### Exercise passage
╔══

Members of the Advisory Panel

Transatlantic Slavery exhibition in 2021
6 July 2020
The Royal Albert Memorial Museum & Art Gallery has confirmed that it will show a major exhibition on the museum and Devon’s links with transatlantic slavery in autumn 2021. Originally planned for this year, the Covid-19 emergency and lockdown have forced a postponement until next year.
Since 2018, RAMM has been investigating its collections in the light of transatlantic slavery in the eighteenth and nineteenth centuries. Given its Victorian origins, the museum has donors and patrons who have documented links with individuals, organisations and families who profited from trafficking enslaved people, as well as collections that contain evidence of the trade in Devon.
Aware of its limitations with a predominantly white staff, the museum is working with people from local diverse communities to create the exhibition and to plan associated events, to ensure that their voices are heard. This includes an advisory panel, community researchers, academics and students. Julien Parsons, RAMM’s lead on collections and content, said, ‘In this instance the curators do not know all of the answers, and frequently we were asking the wrong questions.’
The results of the research will be shown in the exhibition In Plain Sight: Transatlantic Slavery and Devon. It will investigate aspects of Devon and Exeter’s relationship with the transatlantic slave trade that are all around us, but for some remain ‘hidden in plain sight’. Using RAMM’s collections and the personal and professional experience of many contributors it aims to shed light on this hidden history.
Parsons said, ‘We have involved so many people and drawn on so much expertise to develop the exhibition themes and displays that we wanted to assure them all that we will now put on the exhibition next year.’

╚══

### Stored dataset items
╔══

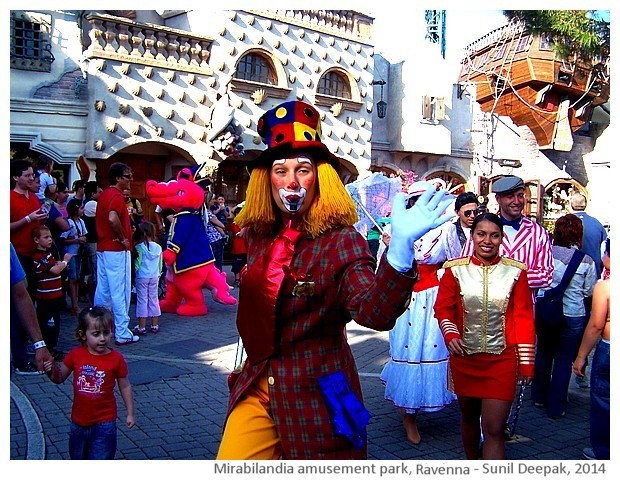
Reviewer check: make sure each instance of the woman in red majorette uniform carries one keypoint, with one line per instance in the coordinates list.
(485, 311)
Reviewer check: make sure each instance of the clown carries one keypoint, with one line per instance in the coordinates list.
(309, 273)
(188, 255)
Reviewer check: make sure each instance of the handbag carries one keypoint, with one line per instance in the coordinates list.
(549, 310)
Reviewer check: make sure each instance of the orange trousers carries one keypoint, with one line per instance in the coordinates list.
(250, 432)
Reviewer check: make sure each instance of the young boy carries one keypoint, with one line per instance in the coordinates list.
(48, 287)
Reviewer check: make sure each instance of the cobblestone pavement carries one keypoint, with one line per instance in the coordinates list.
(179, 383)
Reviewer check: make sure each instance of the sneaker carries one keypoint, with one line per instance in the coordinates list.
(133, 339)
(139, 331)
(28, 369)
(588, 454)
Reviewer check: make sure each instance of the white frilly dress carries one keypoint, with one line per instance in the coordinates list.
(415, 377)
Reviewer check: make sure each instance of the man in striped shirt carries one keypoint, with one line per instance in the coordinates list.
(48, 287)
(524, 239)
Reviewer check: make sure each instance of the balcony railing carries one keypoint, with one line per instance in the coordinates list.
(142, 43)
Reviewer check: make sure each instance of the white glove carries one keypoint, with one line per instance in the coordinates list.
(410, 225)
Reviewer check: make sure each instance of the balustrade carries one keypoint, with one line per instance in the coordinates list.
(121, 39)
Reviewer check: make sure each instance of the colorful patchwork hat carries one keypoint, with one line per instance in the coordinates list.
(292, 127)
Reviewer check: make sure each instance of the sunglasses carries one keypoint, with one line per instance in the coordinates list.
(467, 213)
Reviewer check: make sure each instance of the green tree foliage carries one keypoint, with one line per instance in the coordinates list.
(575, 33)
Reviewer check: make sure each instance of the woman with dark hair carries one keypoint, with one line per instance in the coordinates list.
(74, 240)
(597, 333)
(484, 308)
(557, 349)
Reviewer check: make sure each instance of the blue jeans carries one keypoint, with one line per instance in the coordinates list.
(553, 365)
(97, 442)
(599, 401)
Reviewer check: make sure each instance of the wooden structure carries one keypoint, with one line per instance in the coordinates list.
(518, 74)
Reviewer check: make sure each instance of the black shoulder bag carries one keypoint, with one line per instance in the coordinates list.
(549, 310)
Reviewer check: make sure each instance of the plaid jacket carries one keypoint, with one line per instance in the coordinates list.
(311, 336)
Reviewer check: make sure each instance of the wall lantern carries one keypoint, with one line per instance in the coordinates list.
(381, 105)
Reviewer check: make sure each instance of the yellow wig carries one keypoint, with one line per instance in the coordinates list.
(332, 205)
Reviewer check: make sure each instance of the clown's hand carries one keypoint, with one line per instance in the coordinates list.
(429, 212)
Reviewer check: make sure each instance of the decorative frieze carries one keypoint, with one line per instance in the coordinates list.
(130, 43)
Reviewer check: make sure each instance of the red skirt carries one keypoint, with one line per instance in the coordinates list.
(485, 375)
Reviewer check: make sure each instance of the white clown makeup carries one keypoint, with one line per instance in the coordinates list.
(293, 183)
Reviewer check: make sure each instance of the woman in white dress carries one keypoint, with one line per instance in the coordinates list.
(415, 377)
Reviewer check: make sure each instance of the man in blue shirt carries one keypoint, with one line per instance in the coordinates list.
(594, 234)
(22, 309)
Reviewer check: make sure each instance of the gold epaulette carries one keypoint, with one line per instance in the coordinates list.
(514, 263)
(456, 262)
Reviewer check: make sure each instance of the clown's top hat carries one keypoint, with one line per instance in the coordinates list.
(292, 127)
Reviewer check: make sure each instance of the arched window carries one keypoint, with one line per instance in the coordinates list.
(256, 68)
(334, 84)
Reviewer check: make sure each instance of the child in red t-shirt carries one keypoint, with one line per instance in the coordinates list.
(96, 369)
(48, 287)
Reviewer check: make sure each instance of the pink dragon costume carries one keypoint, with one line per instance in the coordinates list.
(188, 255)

╚══
╔══

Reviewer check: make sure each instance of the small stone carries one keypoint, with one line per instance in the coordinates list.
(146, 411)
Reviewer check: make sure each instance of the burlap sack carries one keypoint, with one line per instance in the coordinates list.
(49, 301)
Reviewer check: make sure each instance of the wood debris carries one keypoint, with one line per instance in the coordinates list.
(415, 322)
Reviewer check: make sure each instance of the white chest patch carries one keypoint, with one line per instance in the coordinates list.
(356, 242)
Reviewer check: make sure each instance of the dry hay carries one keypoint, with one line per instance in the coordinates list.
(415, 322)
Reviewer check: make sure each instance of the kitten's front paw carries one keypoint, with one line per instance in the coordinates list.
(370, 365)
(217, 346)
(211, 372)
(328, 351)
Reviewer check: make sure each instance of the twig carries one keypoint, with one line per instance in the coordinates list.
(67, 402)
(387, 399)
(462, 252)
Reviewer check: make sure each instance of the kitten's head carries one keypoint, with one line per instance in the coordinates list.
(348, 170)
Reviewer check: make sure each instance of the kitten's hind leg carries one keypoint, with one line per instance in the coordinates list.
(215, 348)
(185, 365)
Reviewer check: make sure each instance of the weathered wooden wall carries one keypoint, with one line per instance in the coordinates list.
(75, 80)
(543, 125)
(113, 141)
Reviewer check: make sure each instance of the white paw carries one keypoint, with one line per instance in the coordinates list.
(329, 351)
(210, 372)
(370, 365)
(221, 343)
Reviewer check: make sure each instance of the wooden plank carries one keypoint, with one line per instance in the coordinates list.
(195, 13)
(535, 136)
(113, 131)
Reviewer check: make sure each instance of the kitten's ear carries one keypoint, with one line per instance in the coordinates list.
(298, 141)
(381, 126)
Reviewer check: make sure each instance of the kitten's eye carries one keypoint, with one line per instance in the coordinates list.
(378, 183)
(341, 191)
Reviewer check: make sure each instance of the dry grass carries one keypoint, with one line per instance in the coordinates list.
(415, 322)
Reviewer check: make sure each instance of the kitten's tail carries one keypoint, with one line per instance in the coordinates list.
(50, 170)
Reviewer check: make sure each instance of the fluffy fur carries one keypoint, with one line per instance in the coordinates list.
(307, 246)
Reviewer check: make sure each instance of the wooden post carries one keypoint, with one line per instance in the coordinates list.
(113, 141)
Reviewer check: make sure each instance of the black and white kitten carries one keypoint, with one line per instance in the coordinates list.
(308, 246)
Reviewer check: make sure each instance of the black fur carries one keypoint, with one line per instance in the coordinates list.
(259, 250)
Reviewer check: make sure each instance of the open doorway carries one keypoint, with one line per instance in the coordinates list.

╚══

### What you will do
1/ Answer these questions from the exhibition announcement.
(a) Since what year has RAMM been investigating its collections?
(b) What is the title of the exhibition that will show the results of the research?
(c) In what season and year will the exhibition be shown?
2/ Reproduce the part of the exhibition announcement starting with "Members of the" and going on through "trade in Devon.".

### Answers in order
1/
(a) 2018
(b) In Plain Sight: Transatlantic Slavery and Devon
(c) Autumn 2021

2/
Members of the Advisory Panel

Transatlantic Slavery exhibition in 2021
6 July 2020
The Royal Albert Memorial Museum & Art Gallery has confirmed that it will show a major exhibition on the museum and Devon’s links with transatlantic slavery in autumn 2021. Originally planned for this year, the Covid-19 emergency and lockdown have forced a postponement until next year.
Since 2018, RAMM has been investigating its collections in the light of transatlantic slavery in the eighteenth and nineteenth centuries. Given its Victorian origins, the museum has donors and patrons who have documented links with individuals, organisations and families who profited from trafficking enslaved people, as well as collections that contain evidence of the trade in Devon.